> **Short exercise**: Please count how many of the lines below contain the word "each" and reply with that number alone.

━━━

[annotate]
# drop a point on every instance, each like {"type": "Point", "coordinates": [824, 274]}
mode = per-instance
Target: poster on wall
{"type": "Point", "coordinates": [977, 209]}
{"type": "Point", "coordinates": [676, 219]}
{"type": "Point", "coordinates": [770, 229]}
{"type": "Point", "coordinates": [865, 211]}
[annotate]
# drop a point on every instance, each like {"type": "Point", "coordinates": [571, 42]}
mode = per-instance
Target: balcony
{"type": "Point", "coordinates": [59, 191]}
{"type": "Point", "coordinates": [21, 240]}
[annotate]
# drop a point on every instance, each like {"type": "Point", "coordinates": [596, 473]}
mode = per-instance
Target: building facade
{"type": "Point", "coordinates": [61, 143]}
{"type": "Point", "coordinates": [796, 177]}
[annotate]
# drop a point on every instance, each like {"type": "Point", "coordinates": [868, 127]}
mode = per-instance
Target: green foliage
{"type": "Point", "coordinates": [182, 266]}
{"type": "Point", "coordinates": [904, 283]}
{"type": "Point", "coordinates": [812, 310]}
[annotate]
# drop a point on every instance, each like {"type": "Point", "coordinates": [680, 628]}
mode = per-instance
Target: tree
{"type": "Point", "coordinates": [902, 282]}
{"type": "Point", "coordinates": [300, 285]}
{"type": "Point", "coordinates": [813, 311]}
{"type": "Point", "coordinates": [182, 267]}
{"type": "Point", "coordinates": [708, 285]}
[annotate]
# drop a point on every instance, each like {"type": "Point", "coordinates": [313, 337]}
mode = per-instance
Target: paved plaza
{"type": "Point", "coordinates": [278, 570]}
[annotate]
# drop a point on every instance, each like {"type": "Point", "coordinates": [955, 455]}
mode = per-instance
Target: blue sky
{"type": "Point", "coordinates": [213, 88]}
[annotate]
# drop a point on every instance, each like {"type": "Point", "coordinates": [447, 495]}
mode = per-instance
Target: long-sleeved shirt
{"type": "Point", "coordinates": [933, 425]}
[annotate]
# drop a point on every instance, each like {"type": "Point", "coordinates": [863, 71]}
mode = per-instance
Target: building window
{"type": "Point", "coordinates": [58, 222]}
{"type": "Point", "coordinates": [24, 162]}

━━━

> **Correct answer**: 9